*** Opening DATA IN THIS EXERCISE ***
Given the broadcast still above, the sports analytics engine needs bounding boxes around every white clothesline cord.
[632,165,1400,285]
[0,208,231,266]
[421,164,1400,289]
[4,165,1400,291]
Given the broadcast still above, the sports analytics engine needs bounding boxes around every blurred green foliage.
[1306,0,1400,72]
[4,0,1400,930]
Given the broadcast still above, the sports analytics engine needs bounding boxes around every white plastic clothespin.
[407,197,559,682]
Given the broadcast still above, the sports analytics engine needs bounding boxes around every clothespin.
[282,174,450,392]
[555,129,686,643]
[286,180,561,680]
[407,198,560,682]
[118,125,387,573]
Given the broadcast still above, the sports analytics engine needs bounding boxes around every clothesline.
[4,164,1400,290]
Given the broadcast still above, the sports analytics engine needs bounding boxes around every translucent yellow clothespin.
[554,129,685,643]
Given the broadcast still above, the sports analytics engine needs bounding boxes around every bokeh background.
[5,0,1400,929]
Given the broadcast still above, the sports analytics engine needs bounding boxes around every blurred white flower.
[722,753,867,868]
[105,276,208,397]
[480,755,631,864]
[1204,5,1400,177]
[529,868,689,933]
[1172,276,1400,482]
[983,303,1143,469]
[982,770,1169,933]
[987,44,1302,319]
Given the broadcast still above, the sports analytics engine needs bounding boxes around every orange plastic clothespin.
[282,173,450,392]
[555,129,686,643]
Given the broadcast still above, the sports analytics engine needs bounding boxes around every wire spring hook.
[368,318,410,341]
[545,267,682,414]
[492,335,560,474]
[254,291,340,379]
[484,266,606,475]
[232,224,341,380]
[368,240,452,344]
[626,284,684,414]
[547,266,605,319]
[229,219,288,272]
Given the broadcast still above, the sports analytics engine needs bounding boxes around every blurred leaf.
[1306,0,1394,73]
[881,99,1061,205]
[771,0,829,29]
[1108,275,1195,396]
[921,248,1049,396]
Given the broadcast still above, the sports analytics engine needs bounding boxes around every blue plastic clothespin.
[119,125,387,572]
*** Closing DATA IN THIS EXERCISE ***
EXERCISE BRIEF: Give again, exactly and with nothing added, the lines running from the one that contains "blue plastic clothespin." to the last line of the material.

OUTPUT FOR THIS EXERCISE:
Given the broadcast still above, the sports analytics engine needs bounding boxes around every blue plastic clothespin.
[119,125,387,572]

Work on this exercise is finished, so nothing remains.